Nesta terça-feira, nas entrevistas que sucederam a tragédia de Brumadinho, ficou evidente a necessidade de mais investimentos para evitar que novos desastres se repitam. O presidente da Vale, Fabio Schvartsman, anunciou investimento de R$ 5 bilhões para eliminar ao longo de três anos dez barragens construídas com método semelhante ao de Mariana e de Brumadinho – mais barato, mas considerado menos seguro – que a empresa ainda mantinha no país, todas em Minas Gerais, mesmo depois do episódio de Mariana.
“Isso deveria ter sido feito dois anos atrás. A sucessão de tragédias deixou evidente um problema de governança na empresa no sentido de gestão de risco e de sustentabilidade mais ampla – social ambiental e econômica”, afirma Oscar Malvessi, professor da Escola de Administração de Empresas de São Paulo da FGV.
Para Maria Julia Andrade, integrante da coordenação nacional do Movimento dos Atingidos pela Mineração, o contínuo crescimento da produção da Vale, mesmo após a interrupção do complexo de Mariana, revela a “agressividade” da empresa. No terceiro trimestre de 2018, a Vale produziu 104,9 milhões de toneladas de minério de ferro – recorde histórico da companhia.
Na sua avaliação, a falta de punição ambiental e penal na tragédia da Samarco cria um ambiente em que é “aceitável” a elevada remuneração dos diretores mesmo após o acidente.
A previsão para 2018, que consta no Formulário de Referência anual da empresa, era de que Schvartsman e mais cinco integrantes da diretoria executiva representariam gastos totais para a Vale de R$ 170,5 milhões – soma das despesas com salário fixo, benefícios, encargos sociais, bônus, pagamento baseada em ações da empresa e indenizações por interrupção de contrato.
“A busca da manutenção da taxa de lucro da empresa está acima de qualquer coisa, acima de uma reparação digna dos atingidos pela tragédia do Rio Doce e está acima da proteção ao meio ambiente e à população do entorno onde a Vale está instalada”, critica Andrade.
“Ela é pautada pela manutenção das taxas de lucros, e foi muito bem sucedida nesse sentido nos últimos três anos”, disse também.
Indenizações
Desde o rompimento da barragem em Mariana, Vale e a mineradora australiana BHP Billiton, donas da Samarco, repassaram ou reservaram em seu caixa R$ 5,2 bilhões cada para ações da Fundação Renova, responsável pela reparação e compensação dos impactos da tragédia.
A Samarco diz que metade desse valor já foi usada pela fundação. Até novembro, R$ 1,3 bilhão foram gastos em indenizações (no caso das vítimas que que já aceitaram acordos) e auxílio financeiro emergencial (por exemplo, pagamento de um salário mínimo por mês aos pescadores que ficaram sem trabalho, com acréscimo de 20% desse valor por dependente).
Em agosto, a Justiça Federal homologou novo acordo entre a Samarco e órgãos públicos que suspendeu uma ação civil pública de R$ 155 bilhões, proposta pelo Ministério Público Federal, e extinguiu outra ação de R$ 20 bilhões, movida pela União e pelos Estados de Minas Gerais e Espírito Santo.

▸ A fazer:
1. Conte quantas linhas das entradas contêm a palavra "skylight", levando em conta a diferença entre maiúsculas e minúsculas. Responda somente com o número.
2. Retome o texto sobre as tragédias de Mariana e Brumadinho a partir do ponto em que ele termina.

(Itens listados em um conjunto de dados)
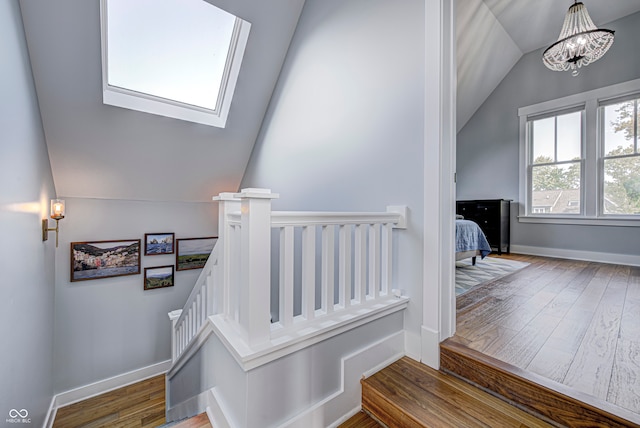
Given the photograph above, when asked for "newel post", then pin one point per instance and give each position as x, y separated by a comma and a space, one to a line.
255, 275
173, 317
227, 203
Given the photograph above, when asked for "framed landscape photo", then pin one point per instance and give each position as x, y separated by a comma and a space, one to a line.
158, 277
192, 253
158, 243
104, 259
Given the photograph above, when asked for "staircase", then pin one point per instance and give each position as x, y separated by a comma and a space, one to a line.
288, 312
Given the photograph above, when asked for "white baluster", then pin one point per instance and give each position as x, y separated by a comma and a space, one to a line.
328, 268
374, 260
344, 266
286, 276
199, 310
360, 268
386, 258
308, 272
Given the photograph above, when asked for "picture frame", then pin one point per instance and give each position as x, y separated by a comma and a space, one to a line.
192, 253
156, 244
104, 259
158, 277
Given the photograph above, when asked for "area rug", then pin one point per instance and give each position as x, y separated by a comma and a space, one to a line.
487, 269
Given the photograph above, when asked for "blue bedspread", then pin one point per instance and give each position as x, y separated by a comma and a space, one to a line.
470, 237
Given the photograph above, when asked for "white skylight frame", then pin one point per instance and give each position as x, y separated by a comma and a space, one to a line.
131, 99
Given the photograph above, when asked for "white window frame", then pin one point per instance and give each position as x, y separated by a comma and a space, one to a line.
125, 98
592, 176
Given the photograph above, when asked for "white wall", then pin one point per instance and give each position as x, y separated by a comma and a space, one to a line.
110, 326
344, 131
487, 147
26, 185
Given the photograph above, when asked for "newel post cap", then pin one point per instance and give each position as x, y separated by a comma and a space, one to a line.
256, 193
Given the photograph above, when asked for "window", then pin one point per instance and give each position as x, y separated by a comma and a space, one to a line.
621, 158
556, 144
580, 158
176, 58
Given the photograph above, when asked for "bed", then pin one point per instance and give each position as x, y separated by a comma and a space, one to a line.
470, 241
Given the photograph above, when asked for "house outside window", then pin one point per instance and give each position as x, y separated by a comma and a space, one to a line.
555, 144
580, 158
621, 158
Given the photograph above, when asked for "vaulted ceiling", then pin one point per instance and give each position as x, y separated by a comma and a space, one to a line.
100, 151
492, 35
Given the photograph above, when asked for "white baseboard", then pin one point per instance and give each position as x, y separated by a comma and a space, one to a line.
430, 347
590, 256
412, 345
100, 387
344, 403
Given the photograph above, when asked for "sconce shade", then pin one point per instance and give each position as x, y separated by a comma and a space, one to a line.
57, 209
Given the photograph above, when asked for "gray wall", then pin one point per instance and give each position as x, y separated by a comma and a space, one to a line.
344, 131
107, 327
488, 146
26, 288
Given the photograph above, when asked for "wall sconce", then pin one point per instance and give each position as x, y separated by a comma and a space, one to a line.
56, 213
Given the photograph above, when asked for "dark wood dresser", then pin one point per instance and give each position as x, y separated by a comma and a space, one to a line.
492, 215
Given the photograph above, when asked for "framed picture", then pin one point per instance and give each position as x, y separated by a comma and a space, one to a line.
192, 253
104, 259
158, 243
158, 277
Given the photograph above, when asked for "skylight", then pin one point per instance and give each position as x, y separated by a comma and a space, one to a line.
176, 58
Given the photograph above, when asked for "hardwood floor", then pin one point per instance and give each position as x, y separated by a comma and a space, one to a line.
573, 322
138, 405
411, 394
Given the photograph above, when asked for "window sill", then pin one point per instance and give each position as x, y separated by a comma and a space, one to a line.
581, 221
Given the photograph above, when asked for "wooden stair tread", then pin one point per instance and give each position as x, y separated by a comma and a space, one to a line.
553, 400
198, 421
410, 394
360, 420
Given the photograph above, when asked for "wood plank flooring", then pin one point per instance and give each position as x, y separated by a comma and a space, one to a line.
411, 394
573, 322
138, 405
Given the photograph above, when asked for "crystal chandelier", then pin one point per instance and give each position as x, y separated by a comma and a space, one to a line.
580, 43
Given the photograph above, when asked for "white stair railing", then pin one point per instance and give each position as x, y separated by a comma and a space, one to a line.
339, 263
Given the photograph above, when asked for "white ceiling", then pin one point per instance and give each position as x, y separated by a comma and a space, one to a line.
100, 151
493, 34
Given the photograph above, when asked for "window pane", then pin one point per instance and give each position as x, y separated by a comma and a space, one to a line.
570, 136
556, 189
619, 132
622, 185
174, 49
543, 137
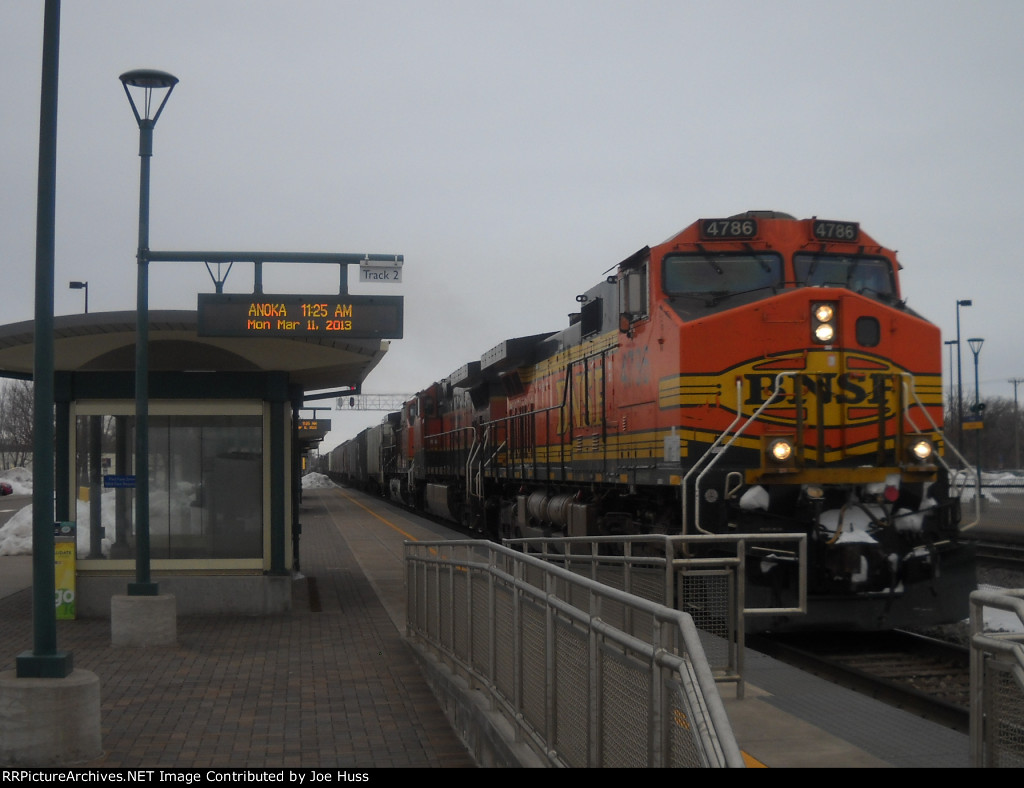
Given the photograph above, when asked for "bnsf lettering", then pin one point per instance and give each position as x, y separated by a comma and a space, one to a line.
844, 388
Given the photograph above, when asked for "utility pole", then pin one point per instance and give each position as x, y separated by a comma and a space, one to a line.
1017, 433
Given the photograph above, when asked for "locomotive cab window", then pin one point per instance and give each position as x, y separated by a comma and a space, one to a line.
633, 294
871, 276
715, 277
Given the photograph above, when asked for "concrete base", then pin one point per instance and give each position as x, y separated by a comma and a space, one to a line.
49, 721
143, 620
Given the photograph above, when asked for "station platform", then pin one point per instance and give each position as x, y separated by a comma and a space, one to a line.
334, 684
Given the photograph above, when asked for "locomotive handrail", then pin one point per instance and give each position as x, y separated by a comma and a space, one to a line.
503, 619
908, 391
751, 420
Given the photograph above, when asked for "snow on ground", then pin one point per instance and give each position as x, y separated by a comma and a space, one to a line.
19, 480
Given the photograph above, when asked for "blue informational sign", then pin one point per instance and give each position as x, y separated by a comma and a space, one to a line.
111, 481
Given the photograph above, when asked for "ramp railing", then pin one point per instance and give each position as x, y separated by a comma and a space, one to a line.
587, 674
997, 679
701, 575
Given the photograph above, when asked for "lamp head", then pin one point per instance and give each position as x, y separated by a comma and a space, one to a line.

▸ Respostas das tarefas:
1. 2

2.
Bônus altos para executivos incentivam negligência?
A crise financeira mundial de 2008 esquentou a discussão sobre se o pagamento de bônus muito altos a executivos, como prêmio por resultados, incentiva grandes instituições financeiras a realizarem operações arriscadas demais.
Nos últimos anos, novas regulações têm sido adotadas para reduzir esse problema. A União Europeia, por exemplo, passou a limitar a remuneração variável de executivos do setor financeiro a 100% do salário fixo (teto que pode ser ampliado para 200% caso haja autorização de 65% dos acionistas).
Para Oscar Malvessi, que participa de um estudo anual da FGV e da consultoria PwC sobre remuneração de executivos por empresas brasileiras de capital aberto, não é possível atribuir o desastre de Brumadinho a uma gestão focada em resultados e negligente incentivada pelos altos bônus pago aos executivos da Vale.
“O modelo da Vale (de remuneração de executivos) é mais bem elaborado que a média das empresas brasileiras”, ressalta.
Segundo o Formulário de Referência da Vale, documento em que a empresa anualmente deve detalhar a remuneração de seus funcionários, o pagamento da diretoria executiva tem três componentes – salário fixo e benefícios; bônus relacionado ao cumprimento de metas no ano; e premiação com base em ações.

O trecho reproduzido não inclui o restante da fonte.